• Stored data:
□ □ □ □

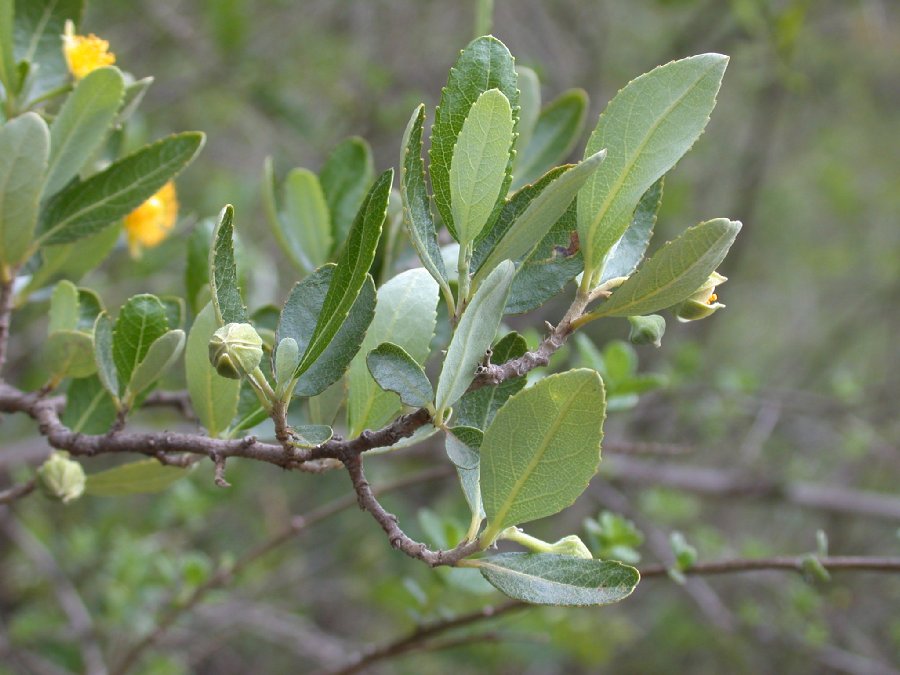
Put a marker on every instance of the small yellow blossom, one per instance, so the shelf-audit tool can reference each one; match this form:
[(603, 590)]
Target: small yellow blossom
[(152, 221), (85, 54)]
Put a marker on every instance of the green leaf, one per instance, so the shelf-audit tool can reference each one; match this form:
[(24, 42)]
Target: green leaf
[(89, 407), (63, 307), (311, 435), (551, 579), (409, 294), (351, 271), (478, 167), (484, 64), (473, 336), (38, 40), (345, 177), (477, 408), (214, 398), (143, 477), (529, 109), (416, 205), (83, 208), (69, 353), (24, 149), (395, 370), (646, 128), (628, 252), (196, 271), (541, 214), (223, 274), (81, 125), (542, 449), (162, 354), (678, 269), (141, 321), (103, 354), (555, 135)]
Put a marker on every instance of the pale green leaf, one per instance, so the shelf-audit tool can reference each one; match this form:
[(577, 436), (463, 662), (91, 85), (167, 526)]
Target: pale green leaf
[(646, 129), (542, 449), (214, 398), (142, 477), (478, 167), (551, 579), (484, 64), (395, 370), (474, 335), (223, 275), (24, 150), (409, 294), (82, 124), (555, 135), (675, 271), (164, 351)]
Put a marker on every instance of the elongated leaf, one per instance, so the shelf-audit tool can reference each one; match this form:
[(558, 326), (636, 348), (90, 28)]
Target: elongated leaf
[(141, 321), (24, 149), (416, 205), (82, 209), (527, 231), (89, 407), (395, 370), (162, 354), (542, 449), (81, 125), (103, 354), (678, 269), (478, 167), (38, 39), (344, 346), (143, 477), (551, 579), (223, 275), (409, 294), (555, 135), (214, 398), (352, 268), (628, 252), (63, 307), (646, 128), (474, 335), (484, 64), (477, 408), (70, 353), (346, 176)]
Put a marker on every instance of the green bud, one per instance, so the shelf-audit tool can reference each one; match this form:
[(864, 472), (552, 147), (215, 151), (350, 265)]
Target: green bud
[(61, 478), (647, 330), (571, 545), (235, 350), (702, 302)]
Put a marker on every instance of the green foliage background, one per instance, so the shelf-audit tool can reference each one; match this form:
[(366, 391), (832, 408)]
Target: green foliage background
[(795, 381)]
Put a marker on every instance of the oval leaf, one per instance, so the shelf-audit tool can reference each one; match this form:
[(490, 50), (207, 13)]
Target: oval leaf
[(551, 579), (646, 128), (542, 449)]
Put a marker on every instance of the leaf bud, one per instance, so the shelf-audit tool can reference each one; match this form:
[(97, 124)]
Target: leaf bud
[(61, 478), (235, 350), (647, 330)]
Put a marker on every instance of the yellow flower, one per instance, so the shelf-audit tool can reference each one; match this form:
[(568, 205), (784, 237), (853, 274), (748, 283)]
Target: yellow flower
[(85, 54), (152, 221)]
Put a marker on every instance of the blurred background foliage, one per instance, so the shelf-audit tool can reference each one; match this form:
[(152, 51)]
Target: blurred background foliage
[(796, 383)]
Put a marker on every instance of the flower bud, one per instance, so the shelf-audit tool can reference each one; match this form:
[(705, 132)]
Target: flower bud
[(647, 330), (235, 350), (61, 478), (571, 545), (702, 302)]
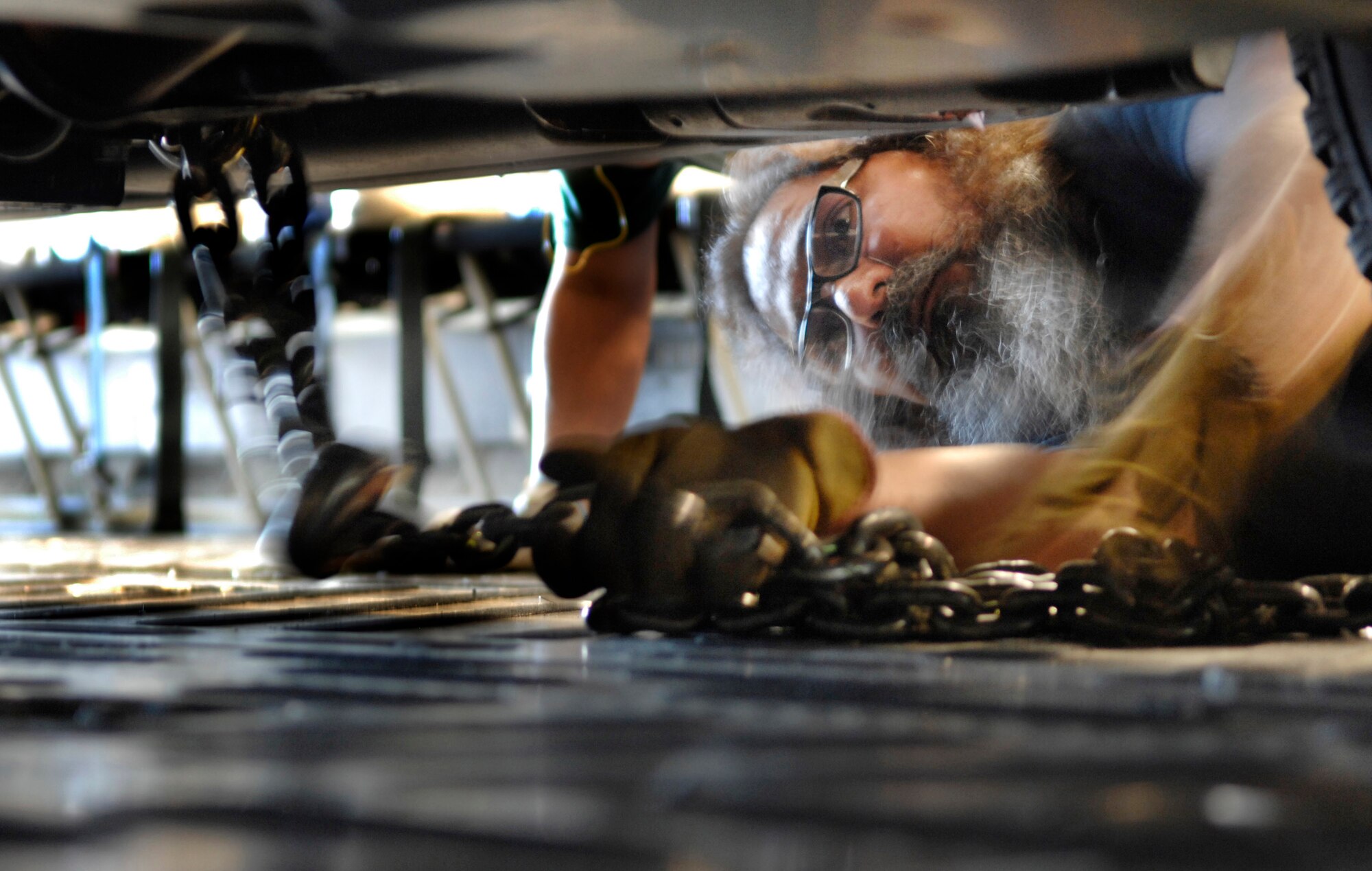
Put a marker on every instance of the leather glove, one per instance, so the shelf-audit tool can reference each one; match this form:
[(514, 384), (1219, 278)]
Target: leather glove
[(651, 506)]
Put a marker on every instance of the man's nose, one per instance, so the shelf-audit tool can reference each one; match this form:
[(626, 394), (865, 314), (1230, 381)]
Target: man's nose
[(862, 293)]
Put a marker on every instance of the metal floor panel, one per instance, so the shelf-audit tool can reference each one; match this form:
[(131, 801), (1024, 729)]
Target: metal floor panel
[(174, 705)]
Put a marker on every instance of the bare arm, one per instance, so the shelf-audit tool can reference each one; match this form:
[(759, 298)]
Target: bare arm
[(591, 342)]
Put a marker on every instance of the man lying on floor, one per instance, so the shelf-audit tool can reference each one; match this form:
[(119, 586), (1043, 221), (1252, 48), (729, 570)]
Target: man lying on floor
[(1164, 286)]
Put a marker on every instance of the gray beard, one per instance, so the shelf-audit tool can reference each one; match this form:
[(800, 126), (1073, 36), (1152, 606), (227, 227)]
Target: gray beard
[(1024, 356)]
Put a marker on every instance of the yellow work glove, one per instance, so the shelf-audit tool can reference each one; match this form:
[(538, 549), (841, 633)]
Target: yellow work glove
[(818, 466)]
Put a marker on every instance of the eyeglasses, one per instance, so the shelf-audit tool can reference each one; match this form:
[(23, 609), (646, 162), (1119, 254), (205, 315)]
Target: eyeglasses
[(833, 246)]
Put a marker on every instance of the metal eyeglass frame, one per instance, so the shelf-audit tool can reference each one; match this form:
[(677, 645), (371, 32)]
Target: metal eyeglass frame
[(835, 185)]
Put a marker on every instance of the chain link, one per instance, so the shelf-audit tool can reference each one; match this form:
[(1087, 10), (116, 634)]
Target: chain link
[(751, 568)]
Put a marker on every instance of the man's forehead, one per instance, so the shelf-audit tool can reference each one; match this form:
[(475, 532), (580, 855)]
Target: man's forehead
[(774, 255)]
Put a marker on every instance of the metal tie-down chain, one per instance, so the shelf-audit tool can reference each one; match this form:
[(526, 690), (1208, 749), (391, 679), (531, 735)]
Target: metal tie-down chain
[(731, 558), (260, 319)]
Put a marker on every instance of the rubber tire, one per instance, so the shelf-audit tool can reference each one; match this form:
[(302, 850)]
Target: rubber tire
[(1337, 73)]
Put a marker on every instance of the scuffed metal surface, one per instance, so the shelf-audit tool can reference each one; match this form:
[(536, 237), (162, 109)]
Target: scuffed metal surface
[(186, 708)]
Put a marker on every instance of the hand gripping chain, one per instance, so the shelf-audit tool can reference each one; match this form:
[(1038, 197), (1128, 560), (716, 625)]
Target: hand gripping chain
[(731, 558)]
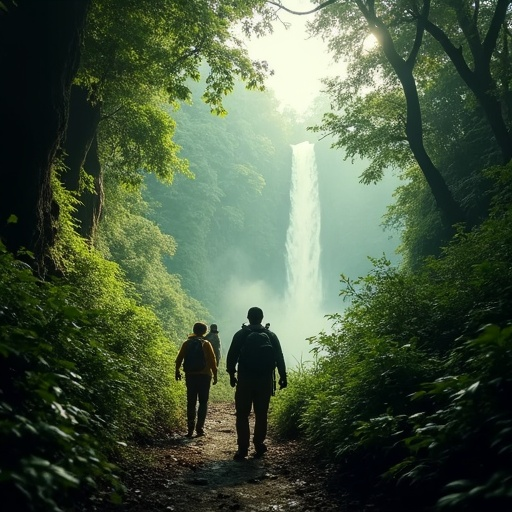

□ □ □ □

From the first line to the last, repeat the records above exactly, leaving out the pictures.

• Solution below:
Put a marker on every instance of the small yellow blossom, one per instance, so the shelf-audit tool can reference each one; match this form:
[(603, 590)]
Target: small yellow blossom
[(152, 221), (85, 54)]
Put a marker on every instance of the green leaf, one per instance, so the shelf-audit tool can reference each one; match this form:
[(24, 42)]
Target: green leaf
[(89, 407), (63, 307), (311, 435), (551, 579), (409, 294), (351, 271), (478, 167), (484, 64), (473, 336), (38, 40), (345, 177), (477, 408), (214, 398), (143, 477), (529, 109), (416, 205), (83, 208), (69, 353), (24, 149), (395, 370), (646, 128), (628, 252), (196, 271), (541, 214), (223, 274), (81, 125), (542, 449), (162, 354), (678, 269), (141, 321), (103, 354), (555, 135)]
Put a marker on every instance of the pale green leaf, one per instance, so the shelf-audit tool can reference each one; match this form:
[(577, 436), (463, 662), (91, 85), (167, 526)]
Target: pale green leaf
[(646, 129), (542, 449), (214, 398), (142, 477), (478, 167), (551, 579), (484, 64), (395, 370), (474, 335), (223, 275), (24, 150), (409, 294), (82, 124), (555, 135), (675, 271), (164, 351)]
Put a marker on every instance of the elongated leaf, one per instance, so the shelf-audit tool can reference each one; match this form:
[(558, 326), (636, 348), (90, 28)]
Target: elongated leaf
[(141, 321), (24, 149), (416, 205), (82, 209), (527, 231), (89, 407), (395, 370), (162, 354), (542, 449), (81, 125), (103, 354), (678, 269), (478, 167), (38, 39), (344, 346), (143, 477), (551, 579), (223, 275), (409, 294), (555, 135), (214, 398), (352, 268), (628, 252), (63, 307), (646, 128), (474, 335), (484, 64), (477, 408), (70, 353), (346, 176)]
Put a marker on every instance of the green bud, one per instance, so the shelf-audit tool can reference each one; match this form:
[(864, 472), (552, 147), (215, 151), (350, 265)]
Target: green bud
[(61, 478), (647, 330), (571, 545), (235, 350), (702, 302)]
Put a marker on every instance of the green foliage background, one per instance, so the shelf-audit tool can reference each one; match this form:
[(366, 391), (832, 408)]
Target: green foliage background
[(795, 381)]
Put a marker on every instance of the oval leaf, one per instance, so the shelf-audit tool can reference each one; match this form:
[(490, 50), (207, 13)]
Target: oval leaf
[(551, 579), (646, 128), (542, 449)]
Put a marker on every instance of the leaf bud, one per instance, so the shelf-audit tool can reference each one; match this form:
[(97, 124)]
Target: leaf bud
[(61, 478), (235, 350), (647, 330)]
Put a marker on every instance of the yellow flower, one per instance, so the shelf-audit tool can reference each one; match this form:
[(568, 205), (784, 237), (853, 274), (748, 283)]
Target: yellow flower
[(85, 54), (152, 221)]
Put a marker on every instance of the blurred background foliage, one per instance, so the shelf-audit tool can reference each one; match this form:
[(152, 51)]
Target: blurred background foliage
[(796, 383)]
Put a marker on every instance of the flower bud, one per instance, so the shelf-audit tool can reference each one; match this form:
[(705, 132)]
Target: flower bud
[(647, 330), (235, 350), (61, 478), (571, 545), (702, 302)]
Put a marker on every instance of the leather glove, one per instance, so the shelf-audit tool can reference each one; match this form:
[(514, 384), (1219, 278)]
Target: leather glove
[(651, 506)]
Put a marker on every instance of the man's nose, one per instance, so the shelf-audit tool can reference each one; match this form:
[(626, 394), (865, 314), (1230, 381)]
Target: man's nose
[(862, 293)]
Put a marker on every instance of the metal floor panel, one per instance, so the shelf-audit tool can reference each one; match this form:
[(131, 801), (1024, 729)]
Target: metal floor panel
[(174, 705)]
Put a marker on every instance of the bare arm, one per instance, so the shelf-audit tool can reference each one; match this form:
[(759, 298)]
Target: bare arm
[(591, 342)]
Put a marker on every instance of the man lying on floor, one per instance, so the shelf-audit tool can reference each one; match this form:
[(119, 586), (1043, 221), (1252, 48), (729, 570)]
Target: man lying on floor
[(1164, 286)]
Put a marker on every instance of the gray beard, one per instance, so the shelf-audit tool can reference each one; match this form:
[(800, 126), (1073, 36), (1152, 606), (227, 227)]
Target: gray beard
[(1024, 356)]
Put a marker on every instance of the yellow work glove, one per instance, so the shelf-audit tool can reference each one; match this form:
[(538, 549), (841, 633)]
Target: yellow work glove
[(818, 466)]
Put a marker on every instance of the eyeglasses, one per instance, so the shelf-audit tool can reference each one; match this form:
[(23, 609), (646, 162), (1119, 254), (205, 315)]
Target: eyeglasses
[(833, 246)]
Put a marker on every instance of the metal eyeglass frame, one per instance, so the shelf-audit tool can reference each one; match this form:
[(677, 645), (371, 32)]
Target: metal eyeglass frame
[(835, 185)]
Put a marker on every instance of the chain link, one per instance, so the shelf-audit tool can reference each one; match this form:
[(1087, 10), (116, 634)]
Target: chain link
[(751, 568)]
Put a marker on every instance of the man's forehead, one per instance, so the shelf-audit tool can reference each one; match this form:
[(475, 532), (580, 855)]
Target: man's forehead
[(774, 255)]
Put a marker on every instance of the metal tie-down chain, one per instance, so the shelf-audit tool can reference each one; match this form:
[(526, 690), (1208, 749), (391, 679), (531, 735)]
Target: metal tie-down chain
[(731, 558), (260, 319)]
Put a marker on every instance of the rubber tire, one per instance, so the shelf-audit tool can reference each one; match this form:
[(302, 850)]
Target: rubber tire
[(1337, 73)]
Put a marker on every instance of the scuffed metal surface, one per instance, so the shelf-audit tool can reference each one; match this form:
[(536, 237), (162, 109)]
Target: scuffed metal surface
[(186, 708)]
Put a marker on every instance of the hand gripping chain, one per instance, so the shelf-audit tool can reference each one; match this form:
[(1038, 197), (1128, 560), (716, 625)]
Target: hand gripping chain
[(731, 558)]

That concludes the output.